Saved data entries

--------

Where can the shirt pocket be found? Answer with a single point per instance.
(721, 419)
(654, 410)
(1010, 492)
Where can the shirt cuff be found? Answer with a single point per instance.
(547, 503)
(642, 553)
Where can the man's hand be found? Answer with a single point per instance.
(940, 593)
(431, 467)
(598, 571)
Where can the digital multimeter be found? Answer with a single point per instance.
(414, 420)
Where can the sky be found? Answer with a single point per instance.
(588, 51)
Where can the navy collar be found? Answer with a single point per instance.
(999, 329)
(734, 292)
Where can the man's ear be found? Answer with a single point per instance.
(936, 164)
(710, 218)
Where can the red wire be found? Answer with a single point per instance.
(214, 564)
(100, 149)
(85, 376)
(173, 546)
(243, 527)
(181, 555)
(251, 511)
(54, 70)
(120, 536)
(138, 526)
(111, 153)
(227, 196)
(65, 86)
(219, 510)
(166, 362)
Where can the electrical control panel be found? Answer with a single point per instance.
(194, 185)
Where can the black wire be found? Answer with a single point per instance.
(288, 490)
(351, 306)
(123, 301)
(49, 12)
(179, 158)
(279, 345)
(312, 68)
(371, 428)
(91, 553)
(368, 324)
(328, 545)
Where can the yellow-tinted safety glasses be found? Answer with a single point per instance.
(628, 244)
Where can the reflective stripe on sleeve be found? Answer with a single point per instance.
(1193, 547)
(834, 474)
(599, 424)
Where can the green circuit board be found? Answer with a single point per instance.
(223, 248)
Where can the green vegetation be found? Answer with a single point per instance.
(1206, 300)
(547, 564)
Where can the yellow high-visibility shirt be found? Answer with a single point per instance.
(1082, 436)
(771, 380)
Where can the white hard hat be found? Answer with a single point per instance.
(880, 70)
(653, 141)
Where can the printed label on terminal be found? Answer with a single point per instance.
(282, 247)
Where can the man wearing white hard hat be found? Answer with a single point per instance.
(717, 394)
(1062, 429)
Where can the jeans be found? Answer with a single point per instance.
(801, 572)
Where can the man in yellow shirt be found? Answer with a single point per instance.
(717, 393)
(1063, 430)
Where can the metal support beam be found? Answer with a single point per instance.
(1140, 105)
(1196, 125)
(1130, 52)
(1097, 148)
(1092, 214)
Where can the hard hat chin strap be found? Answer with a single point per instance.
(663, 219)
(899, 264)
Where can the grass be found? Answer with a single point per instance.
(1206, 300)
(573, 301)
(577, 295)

--------

ASSIGNMENT
Restate the entries above. Match them exactly.

ANSWER AREA
Where can the shirt pocket be found? Answer with a single point per instance.
(721, 419)
(654, 410)
(1010, 492)
Where can the shirt cuff be found? Answer with a single point per instance.
(547, 503)
(642, 553)
Where can the man's hand be found? Answer with a single point per instance.
(940, 593)
(431, 467)
(598, 571)
Where can the digital multimeter be found? Answer with a single point per instance.
(414, 420)
Where can the sky be found? Answer with a single point per instance.
(588, 51)
Where can the navy collar be found? Answer with a single point per instance.
(999, 329)
(734, 292)
Where can the man's ear be found? Answer with a single point per instance.
(936, 164)
(710, 218)
Where can the red wire be found? Answer with a single point per instance.
(214, 564)
(100, 149)
(85, 376)
(173, 546)
(243, 527)
(181, 555)
(251, 511)
(54, 70)
(120, 536)
(138, 526)
(111, 153)
(227, 196)
(65, 86)
(219, 510)
(166, 362)
Where can the electrical control panel be found? Answer with a single point per instance.
(194, 185)
Where can the black wire be found? Answer with a single point per instance.
(288, 490)
(351, 306)
(123, 301)
(49, 12)
(179, 158)
(279, 345)
(312, 68)
(371, 428)
(91, 553)
(368, 324)
(328, 545)
Where can the yellow-tinted safety glasses be found? Answer with a single point per instance.
(628, 244)
Where can the reflective stripe on sleeve be found? Answer with a single point per instance.
(1193, 547)
(834, 474)
(599, 424)
Where can the green circuit board be found? Answer with a single point per instance.
(223, 248)
Where can the green vegetation be found? Answer with a single point per instance.
(1206, 300)
(547, 564)
Where can the yellow high-visibility shirt be found? Answer with a single point per instance.
(1082, 436)
(771, 380)
Where can the white hard hat be found? Answer with a single point per instance.
(880, 70)
(653, 141)
Where can the printed label on terminal be found? Answer with a single point per instance.
(282, 247)
Where can the man wearing white hard hat be found? Answer with a single point per instance.
(717, 394)
(1062, 429)
Where can the jeans be found? Answer with a single point per instance.
(801, 572)
Where can the man in yellow shirt be found? Answer with a single point per instance.
(717, 393)
(1063, 430)
Where can the metal support beam be found? Answer with a single point per instance.
(1140, 105)
(1196, 125)
(1130, 52)
(1097, 148)
(1092, 214)
Where can the hard hat chin strap be found? Answer with a single point per instance.
(663, 219)
(899, 264)
Where can the grass be found? Answer with a single point per instance.
(1206, 300)
(573, 301)
(577, 295)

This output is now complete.